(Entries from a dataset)

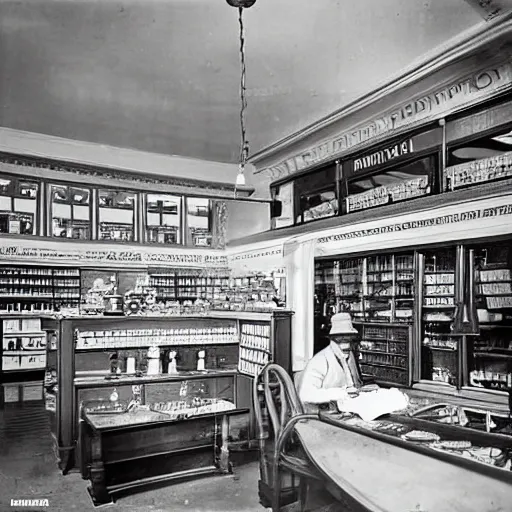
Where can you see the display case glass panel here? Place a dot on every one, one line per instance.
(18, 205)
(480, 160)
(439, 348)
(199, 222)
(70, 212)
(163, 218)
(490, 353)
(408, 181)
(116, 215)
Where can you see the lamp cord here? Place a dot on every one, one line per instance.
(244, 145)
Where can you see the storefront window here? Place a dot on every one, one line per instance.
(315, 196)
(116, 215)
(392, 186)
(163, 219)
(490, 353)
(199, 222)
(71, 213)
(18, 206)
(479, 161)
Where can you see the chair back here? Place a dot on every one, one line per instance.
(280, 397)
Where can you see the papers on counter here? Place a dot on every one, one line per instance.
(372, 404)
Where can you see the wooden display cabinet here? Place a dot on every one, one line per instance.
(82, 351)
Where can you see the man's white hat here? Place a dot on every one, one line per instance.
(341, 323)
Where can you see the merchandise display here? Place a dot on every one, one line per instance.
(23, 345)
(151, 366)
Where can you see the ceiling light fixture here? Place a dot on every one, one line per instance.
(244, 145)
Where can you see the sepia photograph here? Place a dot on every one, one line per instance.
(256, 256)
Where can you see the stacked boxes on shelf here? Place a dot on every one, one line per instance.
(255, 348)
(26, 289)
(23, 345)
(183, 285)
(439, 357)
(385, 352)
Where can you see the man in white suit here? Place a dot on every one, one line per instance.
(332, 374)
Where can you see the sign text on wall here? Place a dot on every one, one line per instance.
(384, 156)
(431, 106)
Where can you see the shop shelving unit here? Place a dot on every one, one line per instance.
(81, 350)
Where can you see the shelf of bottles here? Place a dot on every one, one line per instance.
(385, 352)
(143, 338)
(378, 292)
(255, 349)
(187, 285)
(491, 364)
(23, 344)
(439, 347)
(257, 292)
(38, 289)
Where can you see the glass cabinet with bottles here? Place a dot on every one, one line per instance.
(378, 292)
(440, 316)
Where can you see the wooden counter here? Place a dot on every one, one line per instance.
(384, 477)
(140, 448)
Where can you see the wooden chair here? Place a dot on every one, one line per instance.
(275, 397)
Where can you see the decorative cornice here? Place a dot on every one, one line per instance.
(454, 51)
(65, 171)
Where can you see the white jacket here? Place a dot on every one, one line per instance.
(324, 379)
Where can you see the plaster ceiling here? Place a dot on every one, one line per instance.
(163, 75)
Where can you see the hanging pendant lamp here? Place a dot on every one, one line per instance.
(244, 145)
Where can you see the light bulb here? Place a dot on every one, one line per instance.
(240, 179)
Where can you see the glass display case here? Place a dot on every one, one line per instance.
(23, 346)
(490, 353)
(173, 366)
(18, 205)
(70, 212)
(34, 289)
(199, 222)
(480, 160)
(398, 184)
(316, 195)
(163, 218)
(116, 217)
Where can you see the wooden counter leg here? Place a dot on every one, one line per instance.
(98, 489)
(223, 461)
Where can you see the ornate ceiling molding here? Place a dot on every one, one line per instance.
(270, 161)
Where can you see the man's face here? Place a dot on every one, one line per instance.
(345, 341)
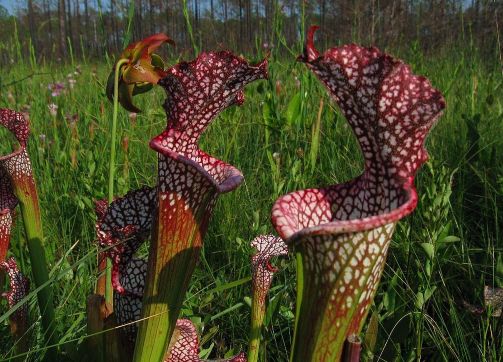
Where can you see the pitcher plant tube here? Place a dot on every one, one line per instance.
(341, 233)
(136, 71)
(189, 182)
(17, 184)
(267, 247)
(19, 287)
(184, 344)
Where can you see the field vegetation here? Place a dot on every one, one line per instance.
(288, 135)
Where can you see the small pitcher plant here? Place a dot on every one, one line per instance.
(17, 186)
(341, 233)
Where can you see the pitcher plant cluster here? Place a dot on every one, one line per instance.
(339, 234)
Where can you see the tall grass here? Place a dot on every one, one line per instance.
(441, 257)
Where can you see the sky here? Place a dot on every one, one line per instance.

_Instruction_
Drop the images and repeat the data exactly.

_Answer below_
Where can you see the display case glass panel here? Place a dot on every one, one line per instance.
(18, 205)
(480, 160)
(439, 348)
(199, 222)
(70, 212)
(163, 218)
(490, 353)
(408, 181)
(116, 215)
Where can you see the lamp cord here? Place a dot on every one, one line per instance.
(244, 145)
Where can you see the storefront window here? Place a dot on every one, one line per instance.
(315, 196)
(116, 215)
(392, 186)
(163, 219)
(490, 353)
(199, 222)
(71, 213)
(18, 206)
(479, 161)
Where can you see the chair back here? Place a dot on every one, one line per instance.
(280, 397)
Where can you see the papers on counter here? Place a dot on every one, one line per instance.
(372, 404)
Where can you see the wooden display cabinet here? Place a dot on every one, one line per instance.
(82, 351)
Where can you see the man's white hat here? Place a dot on every one, one line per instance.
(341, 323)
Where can you see the merchandise display here? Place a dot on every one, one line per instance.
(23, 345)
(151, 366)
Where can you see the ceiling light fixture here? Place a dot on every one, one line per instance.
(244, 145)
Where can you see the sepia photograph here? Place a dot on every one, one line per instance.
(256, 256)
Where can you see the stacked boxes on shelf here? Place a dot on every one, one line per instance.
(255, 348)
(26, 289)
(23, 345)
(183, 285)
(439, 357)
(385, 352)
Where can you see the man in white suit here? Place a dot on every one, one line per instance.
(332, 374)
Where can you see the sign text on wall here? Place a dot on every one, one line per instance.
(384, 156)
(431, 106)
Where can you see the shop shelving unit here? Place a dot on every one, one line per instance.
(81, 350)
Where can you see the shelf of bottles here? Place a dot on every one, one line per instance.
(385, 352)
(143, 338)
(378, 292)
(255, 349)
(187, 285)
(491, 364)
(23, 344)
(439, 347)
(257, 292)
(38, 289)
Where can you see the glass cabinet with bottles here? Place a dot on every one, one line per instance.
(378, 292)
(440, 316)
Where can you see the wooden counter here? Place a dot on every one, one line per instance.
(384, 477)
(140, 448)
Where can you see the wooden chair here? Place a dot on every one, one line per instance.
(275, 397)
Where can you see the decorative cornice here? Place a dot on every one, one line per instance.
(454, 51)
(65, 171)
Where can you see the white jacket here? Place a dot on every one, one line per instance.
(324, 379)
Where can you see the plaster ceiling here? Place a dot on every one, one line per instance.
(163, 75)
Where can you see the hanging pendant lamp here? Place a dot on every one, one line per instance.
(244, 145)
Where can you see the light bulb here? Place a dot on every one, one line per instance.
(240, 179)
Where can you see the glass display case here? Place a dot on every one, one line per instance.
(23, 346)
(490, 353)
(173, 366)
(18, 205)
(70, 212)
(34, 289)
(199, 222)
(480, 160)
(398, 184)
(316, 195)
(163, 218)
(116, 217)
Where can you see the wooden counter leg here? Place a dot on every one, one line per instance.
(98, 489)
(223, 461)
Where can you see the ornate ceiling molding here? Place a dot on every one, one line per instance.
(270, 161)
Where can you see the man's face here? Place a dot on every one, one line per instance.
(345, 341)
Where can you see the pitcher plant tube here? Place a dot on every one, one line per instance.
(341, 233)
(136, 71)
(189, 182)
(17, 184)
(267, 247)
(19, 287)
(184, 344)
Where can you see the field vegetation here? Place a dot on every one, one line per instance.
(288, 135)
Where can you see the small pitcher plant here? Place a dot on every one, one line per instance.
(17, 186)
(341, 233)
Where can you see the pitcher plant cluster here? Place a dot on every one, one line per instance.
(339, 234)
Where can you see the tall grass here? Place a dot on every one, one line per instance.
(441, 257)
Where can you see the sky here? Place a dot on every one, one line per instance.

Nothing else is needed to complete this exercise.